> _Instruction_
Which lines below contain the string "mariachi"? Pull out each of them, matching case exactly.

> _Materials provided_
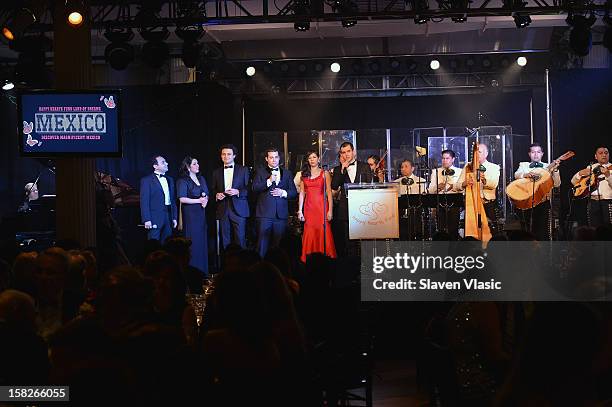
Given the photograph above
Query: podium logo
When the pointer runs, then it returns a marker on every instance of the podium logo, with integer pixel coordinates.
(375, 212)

* * *

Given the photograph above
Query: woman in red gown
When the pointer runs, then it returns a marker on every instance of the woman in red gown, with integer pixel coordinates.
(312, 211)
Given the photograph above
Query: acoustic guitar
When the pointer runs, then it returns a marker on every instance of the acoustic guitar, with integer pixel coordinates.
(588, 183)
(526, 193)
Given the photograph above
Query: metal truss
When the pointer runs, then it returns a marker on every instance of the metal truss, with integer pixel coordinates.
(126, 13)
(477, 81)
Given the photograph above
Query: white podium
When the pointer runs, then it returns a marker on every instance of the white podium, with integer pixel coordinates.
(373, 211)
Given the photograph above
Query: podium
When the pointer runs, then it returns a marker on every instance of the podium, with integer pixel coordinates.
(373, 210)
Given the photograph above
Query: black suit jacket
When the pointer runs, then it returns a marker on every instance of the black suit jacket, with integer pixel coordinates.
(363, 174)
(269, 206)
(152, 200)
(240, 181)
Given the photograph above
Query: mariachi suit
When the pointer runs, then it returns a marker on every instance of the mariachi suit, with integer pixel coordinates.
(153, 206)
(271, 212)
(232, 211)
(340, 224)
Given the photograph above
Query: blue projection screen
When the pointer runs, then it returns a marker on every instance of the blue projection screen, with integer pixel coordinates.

> _Result of this task_
Query: mariachi suit
When the pointer runs, then it returns a marker on every instance of the mariachi suit, with integer pixel coordinates.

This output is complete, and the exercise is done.